→ Document section:

1) The main body of the airship is composed of a single “container” - a flexible skin for non-rigid (blimps), or a covered framework structure for rigids (zeppelins).
2) This main body can contain multiple sub-containers, ballonets in the case of blimps or gas bags in the case of zeppelins.

The components available to add to a design are presented to the player via a side panel, with a tab for each of the following categories:

Envelope - Shows parametric envelopes for blimps and rigid structures for zeppelins, also includes internal gas bags/ballonets and fabric coverings for rigid structures
Structure - Shows other structural parts such as girders, ropes and wires to link various parts together; also control surfaces/empennage
Gas - Shows available lifting gases and other lift management systems, such as air conduits and gas valves
Propulsion - Shows any parts related to propulsion, such as engines, fuel tanks and fuel feed lines
Cabin - Shows singular and snap-together parts used to make the crew inhabited part of the airship
Payload - Shows any parts that can be carried by the airship that do not aid in flight, e.g. cargo space, passenger rooms etc... also ballast
Systems - Shows a variety of misc devices and connections the player can use to control various aspects of the airship e.g. control cables, electrical wire
Instruments - Shows special devices the player can add to their control panel to help flying the airship (needs fleshing out)

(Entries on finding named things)

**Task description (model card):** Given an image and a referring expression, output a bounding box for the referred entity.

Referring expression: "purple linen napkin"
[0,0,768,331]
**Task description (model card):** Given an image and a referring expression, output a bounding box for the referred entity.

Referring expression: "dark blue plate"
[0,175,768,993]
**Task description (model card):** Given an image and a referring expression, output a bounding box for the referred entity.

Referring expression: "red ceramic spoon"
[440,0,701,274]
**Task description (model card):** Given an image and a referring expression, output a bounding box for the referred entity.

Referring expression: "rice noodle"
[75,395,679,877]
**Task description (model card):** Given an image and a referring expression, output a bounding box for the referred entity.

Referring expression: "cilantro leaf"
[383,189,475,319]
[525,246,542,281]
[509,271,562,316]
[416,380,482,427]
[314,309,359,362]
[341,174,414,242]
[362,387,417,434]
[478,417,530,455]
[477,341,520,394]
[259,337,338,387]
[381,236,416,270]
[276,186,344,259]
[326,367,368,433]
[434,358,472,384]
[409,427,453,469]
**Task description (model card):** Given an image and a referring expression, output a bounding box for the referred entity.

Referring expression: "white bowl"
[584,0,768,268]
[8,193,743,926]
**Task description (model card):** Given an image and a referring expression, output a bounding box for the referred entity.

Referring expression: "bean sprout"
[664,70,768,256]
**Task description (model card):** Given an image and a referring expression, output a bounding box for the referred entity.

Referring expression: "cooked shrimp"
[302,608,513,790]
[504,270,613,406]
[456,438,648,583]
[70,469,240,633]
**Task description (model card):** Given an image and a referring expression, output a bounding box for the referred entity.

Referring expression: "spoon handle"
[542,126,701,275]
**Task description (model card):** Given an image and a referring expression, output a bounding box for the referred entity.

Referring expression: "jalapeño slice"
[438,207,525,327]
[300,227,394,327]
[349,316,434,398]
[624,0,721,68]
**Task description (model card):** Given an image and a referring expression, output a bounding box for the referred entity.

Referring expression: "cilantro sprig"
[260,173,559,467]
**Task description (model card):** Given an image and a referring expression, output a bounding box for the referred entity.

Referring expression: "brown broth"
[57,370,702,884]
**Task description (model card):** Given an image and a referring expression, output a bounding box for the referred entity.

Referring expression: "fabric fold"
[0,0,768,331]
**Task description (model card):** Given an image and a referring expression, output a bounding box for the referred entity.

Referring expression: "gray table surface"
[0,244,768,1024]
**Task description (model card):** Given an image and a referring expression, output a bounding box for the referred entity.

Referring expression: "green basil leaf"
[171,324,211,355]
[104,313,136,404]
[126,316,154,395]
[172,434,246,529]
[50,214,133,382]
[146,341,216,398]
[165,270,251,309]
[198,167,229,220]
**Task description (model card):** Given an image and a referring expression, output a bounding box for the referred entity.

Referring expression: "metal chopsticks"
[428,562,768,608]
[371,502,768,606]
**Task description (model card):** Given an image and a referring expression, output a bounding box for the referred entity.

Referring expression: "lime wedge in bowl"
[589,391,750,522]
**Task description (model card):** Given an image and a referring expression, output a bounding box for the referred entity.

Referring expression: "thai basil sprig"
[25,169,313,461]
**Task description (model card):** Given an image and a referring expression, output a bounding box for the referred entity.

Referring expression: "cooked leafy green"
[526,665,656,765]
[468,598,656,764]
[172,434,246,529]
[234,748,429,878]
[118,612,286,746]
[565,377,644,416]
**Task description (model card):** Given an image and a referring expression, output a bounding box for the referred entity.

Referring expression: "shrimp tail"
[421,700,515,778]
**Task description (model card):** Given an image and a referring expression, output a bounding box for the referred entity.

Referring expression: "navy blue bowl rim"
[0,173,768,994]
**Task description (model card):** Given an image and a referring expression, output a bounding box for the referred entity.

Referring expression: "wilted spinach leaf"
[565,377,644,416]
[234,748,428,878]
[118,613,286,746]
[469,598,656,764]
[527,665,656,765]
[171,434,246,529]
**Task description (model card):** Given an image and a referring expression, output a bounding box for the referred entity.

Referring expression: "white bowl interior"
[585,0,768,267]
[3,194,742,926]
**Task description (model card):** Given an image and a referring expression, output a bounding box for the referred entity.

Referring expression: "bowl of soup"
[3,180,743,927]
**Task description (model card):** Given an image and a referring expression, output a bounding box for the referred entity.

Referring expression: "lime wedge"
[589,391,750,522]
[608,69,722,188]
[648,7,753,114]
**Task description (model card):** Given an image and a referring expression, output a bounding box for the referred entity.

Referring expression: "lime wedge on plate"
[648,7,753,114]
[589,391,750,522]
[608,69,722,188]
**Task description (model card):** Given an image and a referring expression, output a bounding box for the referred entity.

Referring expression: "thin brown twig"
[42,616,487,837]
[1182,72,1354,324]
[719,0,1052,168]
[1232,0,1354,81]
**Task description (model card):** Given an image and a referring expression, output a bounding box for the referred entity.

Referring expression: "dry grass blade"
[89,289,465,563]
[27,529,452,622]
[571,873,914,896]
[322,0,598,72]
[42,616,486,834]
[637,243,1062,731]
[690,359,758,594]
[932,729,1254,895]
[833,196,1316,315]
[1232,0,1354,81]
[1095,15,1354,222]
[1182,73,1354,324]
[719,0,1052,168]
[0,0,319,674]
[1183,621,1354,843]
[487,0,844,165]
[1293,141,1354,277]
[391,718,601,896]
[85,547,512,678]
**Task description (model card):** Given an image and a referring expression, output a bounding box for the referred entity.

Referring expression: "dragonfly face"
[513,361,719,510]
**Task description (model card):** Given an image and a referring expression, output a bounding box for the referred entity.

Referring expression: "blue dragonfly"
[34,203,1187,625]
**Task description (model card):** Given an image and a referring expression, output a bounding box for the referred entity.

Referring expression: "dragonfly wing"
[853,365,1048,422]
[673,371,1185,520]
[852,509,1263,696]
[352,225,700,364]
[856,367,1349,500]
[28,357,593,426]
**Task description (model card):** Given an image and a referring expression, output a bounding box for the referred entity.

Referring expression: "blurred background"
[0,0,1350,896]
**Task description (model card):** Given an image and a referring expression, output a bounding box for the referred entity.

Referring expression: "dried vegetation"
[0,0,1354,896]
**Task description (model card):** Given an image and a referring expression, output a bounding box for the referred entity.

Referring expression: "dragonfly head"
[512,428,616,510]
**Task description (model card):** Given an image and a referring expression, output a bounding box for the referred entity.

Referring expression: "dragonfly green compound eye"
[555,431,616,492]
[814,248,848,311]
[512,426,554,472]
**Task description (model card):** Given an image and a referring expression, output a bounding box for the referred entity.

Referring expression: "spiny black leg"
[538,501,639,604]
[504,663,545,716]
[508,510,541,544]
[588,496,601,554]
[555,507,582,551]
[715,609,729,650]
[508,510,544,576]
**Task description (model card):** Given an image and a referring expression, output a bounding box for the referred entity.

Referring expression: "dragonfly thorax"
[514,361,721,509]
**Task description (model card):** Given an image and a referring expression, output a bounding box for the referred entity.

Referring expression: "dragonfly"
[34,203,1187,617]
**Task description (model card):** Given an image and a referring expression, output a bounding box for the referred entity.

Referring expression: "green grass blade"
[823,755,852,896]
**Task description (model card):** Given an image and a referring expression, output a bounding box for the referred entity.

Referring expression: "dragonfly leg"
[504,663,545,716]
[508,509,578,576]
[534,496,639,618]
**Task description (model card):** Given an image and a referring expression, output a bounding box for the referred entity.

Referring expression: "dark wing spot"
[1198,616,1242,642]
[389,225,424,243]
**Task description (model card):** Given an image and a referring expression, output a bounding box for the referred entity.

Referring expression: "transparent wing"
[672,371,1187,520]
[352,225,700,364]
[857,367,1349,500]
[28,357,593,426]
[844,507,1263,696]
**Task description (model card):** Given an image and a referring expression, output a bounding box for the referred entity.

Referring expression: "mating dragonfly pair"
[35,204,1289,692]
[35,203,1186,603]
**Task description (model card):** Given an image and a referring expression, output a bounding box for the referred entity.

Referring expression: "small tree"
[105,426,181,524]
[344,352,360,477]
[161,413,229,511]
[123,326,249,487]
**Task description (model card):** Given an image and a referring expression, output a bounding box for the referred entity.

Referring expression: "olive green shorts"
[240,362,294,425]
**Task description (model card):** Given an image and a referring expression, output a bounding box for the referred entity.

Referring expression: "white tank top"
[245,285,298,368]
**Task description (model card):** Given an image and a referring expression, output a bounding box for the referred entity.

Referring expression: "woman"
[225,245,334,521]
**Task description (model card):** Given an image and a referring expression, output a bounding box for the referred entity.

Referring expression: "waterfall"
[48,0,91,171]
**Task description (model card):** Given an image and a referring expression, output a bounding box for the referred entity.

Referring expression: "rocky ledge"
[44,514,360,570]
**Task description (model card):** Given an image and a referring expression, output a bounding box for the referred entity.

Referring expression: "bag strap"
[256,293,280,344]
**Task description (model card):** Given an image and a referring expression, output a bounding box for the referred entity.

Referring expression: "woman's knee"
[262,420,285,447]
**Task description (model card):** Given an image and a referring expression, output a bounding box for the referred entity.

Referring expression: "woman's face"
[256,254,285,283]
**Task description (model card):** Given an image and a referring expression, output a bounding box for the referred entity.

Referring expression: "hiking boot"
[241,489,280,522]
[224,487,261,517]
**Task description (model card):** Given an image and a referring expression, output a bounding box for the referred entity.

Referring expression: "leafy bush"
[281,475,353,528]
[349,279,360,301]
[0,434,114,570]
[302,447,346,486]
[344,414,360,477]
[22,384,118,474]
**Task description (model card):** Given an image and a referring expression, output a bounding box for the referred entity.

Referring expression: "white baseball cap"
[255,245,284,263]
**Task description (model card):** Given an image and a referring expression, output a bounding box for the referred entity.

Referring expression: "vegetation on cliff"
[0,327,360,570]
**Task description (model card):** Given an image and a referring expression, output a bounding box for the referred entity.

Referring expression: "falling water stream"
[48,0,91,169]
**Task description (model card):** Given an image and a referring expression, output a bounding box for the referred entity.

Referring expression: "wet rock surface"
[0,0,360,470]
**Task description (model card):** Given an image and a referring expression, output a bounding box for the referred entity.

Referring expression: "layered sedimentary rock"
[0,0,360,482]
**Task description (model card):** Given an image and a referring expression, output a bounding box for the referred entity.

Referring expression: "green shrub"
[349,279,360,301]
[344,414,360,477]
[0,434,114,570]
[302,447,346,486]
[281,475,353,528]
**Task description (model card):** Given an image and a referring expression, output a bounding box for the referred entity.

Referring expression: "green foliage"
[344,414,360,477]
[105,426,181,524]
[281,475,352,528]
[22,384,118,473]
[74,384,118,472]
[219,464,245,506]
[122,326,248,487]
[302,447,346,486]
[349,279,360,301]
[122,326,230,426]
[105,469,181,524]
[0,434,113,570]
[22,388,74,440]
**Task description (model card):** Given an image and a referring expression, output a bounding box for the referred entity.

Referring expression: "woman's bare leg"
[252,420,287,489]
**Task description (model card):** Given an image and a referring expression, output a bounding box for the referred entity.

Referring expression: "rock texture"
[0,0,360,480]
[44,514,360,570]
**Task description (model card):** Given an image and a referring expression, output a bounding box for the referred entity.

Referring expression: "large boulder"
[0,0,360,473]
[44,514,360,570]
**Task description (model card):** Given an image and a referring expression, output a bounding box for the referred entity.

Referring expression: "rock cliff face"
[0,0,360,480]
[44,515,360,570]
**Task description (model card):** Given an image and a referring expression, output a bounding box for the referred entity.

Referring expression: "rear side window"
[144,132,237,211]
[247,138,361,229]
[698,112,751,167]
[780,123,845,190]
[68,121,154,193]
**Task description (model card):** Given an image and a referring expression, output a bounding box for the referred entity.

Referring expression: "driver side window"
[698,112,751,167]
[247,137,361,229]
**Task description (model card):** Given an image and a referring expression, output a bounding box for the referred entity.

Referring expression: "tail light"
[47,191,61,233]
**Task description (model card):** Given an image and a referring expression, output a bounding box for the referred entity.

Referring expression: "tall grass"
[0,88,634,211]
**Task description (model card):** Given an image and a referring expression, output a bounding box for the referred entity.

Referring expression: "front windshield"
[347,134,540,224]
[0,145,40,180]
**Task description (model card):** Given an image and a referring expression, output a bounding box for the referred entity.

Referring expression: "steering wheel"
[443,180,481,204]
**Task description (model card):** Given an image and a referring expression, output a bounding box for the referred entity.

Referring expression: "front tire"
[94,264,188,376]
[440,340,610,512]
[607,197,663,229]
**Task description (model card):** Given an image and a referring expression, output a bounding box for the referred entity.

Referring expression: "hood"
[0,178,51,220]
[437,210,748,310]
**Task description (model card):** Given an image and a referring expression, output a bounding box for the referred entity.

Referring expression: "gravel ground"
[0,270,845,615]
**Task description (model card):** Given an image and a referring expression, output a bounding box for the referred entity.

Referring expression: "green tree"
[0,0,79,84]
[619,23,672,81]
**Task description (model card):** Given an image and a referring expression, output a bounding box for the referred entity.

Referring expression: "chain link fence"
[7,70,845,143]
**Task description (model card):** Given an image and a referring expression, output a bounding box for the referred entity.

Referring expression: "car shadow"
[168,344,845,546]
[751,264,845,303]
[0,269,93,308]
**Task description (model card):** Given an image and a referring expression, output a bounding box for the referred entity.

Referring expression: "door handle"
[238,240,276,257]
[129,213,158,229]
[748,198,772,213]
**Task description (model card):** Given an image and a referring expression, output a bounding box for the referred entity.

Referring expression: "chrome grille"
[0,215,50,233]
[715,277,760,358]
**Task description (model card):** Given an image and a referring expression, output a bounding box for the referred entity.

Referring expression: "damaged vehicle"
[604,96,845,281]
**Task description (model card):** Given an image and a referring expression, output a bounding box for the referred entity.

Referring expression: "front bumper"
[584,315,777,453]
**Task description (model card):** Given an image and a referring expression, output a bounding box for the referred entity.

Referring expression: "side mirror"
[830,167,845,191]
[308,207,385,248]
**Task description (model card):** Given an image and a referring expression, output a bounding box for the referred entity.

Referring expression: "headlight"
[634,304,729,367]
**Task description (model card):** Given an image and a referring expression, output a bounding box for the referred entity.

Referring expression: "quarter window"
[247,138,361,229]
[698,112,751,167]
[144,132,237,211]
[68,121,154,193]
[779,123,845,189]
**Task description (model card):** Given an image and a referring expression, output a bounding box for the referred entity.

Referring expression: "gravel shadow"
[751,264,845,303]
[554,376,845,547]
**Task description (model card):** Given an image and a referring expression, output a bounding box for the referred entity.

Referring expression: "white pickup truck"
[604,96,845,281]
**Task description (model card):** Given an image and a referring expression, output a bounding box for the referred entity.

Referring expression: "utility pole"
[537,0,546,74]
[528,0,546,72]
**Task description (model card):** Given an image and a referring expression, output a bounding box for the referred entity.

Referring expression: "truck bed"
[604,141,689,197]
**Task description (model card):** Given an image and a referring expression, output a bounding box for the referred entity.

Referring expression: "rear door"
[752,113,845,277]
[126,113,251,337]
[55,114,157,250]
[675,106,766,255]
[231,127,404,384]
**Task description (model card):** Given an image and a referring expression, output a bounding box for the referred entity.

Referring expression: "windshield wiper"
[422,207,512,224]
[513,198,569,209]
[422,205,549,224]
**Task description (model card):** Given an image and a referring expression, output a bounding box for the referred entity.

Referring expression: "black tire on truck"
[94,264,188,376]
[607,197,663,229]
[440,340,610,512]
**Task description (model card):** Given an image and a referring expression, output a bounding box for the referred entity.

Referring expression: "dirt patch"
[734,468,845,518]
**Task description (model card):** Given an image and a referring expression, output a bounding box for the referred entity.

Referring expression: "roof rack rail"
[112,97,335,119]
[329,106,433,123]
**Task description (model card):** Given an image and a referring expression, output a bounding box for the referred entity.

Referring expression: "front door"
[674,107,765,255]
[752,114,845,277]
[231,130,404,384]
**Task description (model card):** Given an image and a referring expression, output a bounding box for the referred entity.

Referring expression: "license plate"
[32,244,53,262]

→ Task requirements: Please copy everything in the airship design notes from "1) The main" down to "case of zeppelins.".

→ Exercise output:
1) The main body of the airship is composed of a single “container” - a flexible skin for non-rigid (blimps), or a covered framework structure for rigids (zeppelins).
2) This main body can contain multiple sub-containers, ballonets in the case of blimps or gas bags in the case of zeppelins.